#### Given records

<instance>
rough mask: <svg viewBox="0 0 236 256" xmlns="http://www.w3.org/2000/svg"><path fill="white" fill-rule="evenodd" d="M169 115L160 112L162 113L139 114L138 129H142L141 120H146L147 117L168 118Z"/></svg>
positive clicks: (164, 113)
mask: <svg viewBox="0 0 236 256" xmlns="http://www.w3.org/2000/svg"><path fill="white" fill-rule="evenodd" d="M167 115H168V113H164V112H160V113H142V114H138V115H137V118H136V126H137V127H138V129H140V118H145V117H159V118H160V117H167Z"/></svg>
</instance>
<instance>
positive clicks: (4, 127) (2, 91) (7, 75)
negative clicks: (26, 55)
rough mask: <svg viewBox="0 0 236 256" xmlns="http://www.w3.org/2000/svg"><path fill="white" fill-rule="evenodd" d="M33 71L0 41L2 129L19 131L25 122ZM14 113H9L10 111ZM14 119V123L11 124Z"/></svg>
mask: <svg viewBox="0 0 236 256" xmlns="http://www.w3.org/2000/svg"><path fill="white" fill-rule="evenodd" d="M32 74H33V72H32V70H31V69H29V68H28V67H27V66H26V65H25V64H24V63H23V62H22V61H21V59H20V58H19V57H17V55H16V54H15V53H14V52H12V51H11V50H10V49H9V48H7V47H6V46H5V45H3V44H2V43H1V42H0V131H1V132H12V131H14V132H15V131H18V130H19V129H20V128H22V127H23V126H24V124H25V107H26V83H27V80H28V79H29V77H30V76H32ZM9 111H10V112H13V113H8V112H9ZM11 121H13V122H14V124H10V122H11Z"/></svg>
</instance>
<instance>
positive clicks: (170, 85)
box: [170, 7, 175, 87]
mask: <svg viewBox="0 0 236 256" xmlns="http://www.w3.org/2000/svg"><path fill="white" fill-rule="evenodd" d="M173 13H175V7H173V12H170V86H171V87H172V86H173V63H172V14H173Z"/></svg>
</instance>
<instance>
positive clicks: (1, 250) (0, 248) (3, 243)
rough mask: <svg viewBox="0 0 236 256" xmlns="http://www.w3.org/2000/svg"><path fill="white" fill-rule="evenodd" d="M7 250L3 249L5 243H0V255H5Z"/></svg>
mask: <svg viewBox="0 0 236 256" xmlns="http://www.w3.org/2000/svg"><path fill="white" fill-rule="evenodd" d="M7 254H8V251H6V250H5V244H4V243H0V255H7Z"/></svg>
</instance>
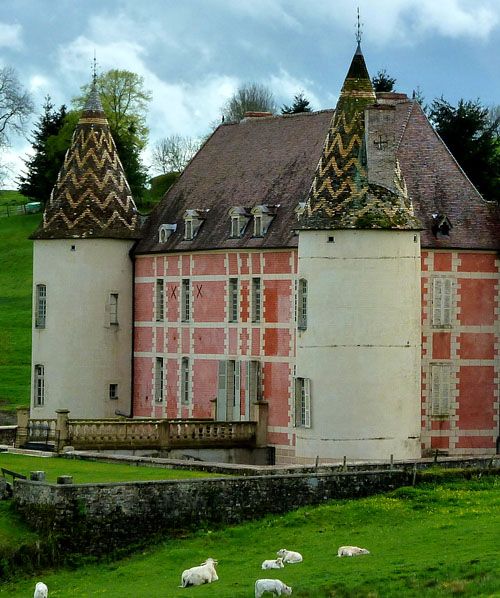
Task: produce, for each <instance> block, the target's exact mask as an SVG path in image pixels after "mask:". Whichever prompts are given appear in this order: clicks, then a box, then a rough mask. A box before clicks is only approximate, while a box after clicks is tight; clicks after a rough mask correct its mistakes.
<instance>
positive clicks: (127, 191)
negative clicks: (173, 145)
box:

########

▶ **What this task involves**
For the data shown above, give the number of lines where the word "negative" appears, and nothing else.

▶ **Exercise response**
2